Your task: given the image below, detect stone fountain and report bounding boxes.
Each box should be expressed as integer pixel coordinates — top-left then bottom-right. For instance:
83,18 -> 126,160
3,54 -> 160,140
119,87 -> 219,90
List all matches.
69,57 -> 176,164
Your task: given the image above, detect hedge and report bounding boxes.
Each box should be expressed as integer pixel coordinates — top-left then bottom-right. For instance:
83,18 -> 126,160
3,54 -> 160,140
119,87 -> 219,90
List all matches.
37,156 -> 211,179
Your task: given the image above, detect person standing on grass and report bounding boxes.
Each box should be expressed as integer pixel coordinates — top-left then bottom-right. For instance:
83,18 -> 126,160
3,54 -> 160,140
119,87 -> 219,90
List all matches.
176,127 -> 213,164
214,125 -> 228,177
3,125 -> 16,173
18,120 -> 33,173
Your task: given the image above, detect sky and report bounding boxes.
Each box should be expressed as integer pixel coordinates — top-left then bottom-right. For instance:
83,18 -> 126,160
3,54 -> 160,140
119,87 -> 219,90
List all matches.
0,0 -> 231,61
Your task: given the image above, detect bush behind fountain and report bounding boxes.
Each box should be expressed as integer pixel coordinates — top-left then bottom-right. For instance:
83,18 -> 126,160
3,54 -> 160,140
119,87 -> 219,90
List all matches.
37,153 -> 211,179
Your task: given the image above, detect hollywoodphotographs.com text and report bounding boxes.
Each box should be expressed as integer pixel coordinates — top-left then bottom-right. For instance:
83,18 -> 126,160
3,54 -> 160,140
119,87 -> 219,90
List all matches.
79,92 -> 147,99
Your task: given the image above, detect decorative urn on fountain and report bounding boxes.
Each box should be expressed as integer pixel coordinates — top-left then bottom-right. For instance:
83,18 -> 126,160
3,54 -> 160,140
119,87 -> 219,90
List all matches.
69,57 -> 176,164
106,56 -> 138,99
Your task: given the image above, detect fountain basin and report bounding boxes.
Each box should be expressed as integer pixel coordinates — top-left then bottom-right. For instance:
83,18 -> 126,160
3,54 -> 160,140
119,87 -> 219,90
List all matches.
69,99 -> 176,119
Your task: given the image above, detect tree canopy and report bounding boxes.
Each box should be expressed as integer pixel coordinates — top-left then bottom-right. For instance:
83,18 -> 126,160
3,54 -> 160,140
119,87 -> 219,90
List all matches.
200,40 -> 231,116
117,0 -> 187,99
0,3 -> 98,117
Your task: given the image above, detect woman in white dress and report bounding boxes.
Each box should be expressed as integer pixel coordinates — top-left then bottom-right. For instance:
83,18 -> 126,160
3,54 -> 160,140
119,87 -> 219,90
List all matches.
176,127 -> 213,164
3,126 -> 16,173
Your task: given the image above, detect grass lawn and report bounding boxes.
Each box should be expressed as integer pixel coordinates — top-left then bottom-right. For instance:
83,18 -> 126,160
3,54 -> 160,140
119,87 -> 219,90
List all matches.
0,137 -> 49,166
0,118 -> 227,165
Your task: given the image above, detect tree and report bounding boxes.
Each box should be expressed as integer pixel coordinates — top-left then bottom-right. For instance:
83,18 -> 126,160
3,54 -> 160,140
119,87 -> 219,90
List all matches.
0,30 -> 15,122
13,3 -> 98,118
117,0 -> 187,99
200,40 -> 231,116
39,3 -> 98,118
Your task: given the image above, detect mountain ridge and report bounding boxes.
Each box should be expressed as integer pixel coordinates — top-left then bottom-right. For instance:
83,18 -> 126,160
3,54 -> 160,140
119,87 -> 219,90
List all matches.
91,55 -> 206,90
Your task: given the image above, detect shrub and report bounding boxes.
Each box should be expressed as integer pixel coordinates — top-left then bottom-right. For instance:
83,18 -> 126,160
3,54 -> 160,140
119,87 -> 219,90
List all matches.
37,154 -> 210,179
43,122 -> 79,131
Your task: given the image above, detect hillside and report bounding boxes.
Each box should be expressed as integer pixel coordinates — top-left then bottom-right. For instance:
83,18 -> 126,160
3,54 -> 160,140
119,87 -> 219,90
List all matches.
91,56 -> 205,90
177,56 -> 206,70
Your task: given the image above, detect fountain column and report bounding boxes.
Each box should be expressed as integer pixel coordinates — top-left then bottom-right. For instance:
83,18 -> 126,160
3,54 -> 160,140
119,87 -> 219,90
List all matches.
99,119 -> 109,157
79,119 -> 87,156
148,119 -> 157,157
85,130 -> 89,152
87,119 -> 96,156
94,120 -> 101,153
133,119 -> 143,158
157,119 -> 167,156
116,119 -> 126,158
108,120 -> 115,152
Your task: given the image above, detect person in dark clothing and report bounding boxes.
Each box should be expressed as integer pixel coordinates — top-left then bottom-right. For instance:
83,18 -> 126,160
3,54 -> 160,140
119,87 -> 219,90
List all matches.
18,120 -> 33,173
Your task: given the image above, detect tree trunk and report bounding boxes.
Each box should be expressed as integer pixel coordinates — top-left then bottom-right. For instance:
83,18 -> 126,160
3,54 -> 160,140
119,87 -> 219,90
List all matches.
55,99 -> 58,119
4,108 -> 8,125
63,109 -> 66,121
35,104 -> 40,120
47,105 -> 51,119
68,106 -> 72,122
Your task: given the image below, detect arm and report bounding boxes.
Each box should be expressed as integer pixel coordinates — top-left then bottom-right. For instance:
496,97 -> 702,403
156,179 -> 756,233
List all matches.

## [WORK REQUIRED]
Reproduce the records above word for word, beginning with their very first line and continuing through the line containing "0,0 -> 231,61", with that line included.

## [COMPLETE ANSWER]
Your task: given the image below, detect stone fountain and report bounding boxes.
Each box should be expressed as integer pixel coordinates — top-left then bottom-right. For instance:
83,18 -> 126,160
3,54 -> 160,140
119,87 -> 219,90
List all matches.
69,57 -> 176,164
Your task: given the image above, detect hedge and report bounding boxes.
Each box should be expressed as integer pixel coordinates — top-left then bottom-right. For instance:
83,18 -> 126,160
3,54 -> 160,140
119,87 -> 219,90
List all matches.
37,156 -> 211,179
Your task: given the image above, detect person standing on grass and report bounding boxes.
Each box should be expressed as integer pixel coordinates — top-left then bottom-right. For instance:
83,18 -> 126,160
3,54 -> 160,140
119,87 -> 219,90
List all matches.
176,127 -> 213,164
214,125 -> 228,177
3,125 -> 16,173
18,120 -> 33,173
Your task: given the image above, detect sky and report bounding boxes.
Each box should be expressed as integer pixel coordinates — top-left then bottom-right. For instance:
83,18 -> 126,160
3,54 -> 160,140
119,87 -> 219,90
List all matches.
0,0 -> 231,61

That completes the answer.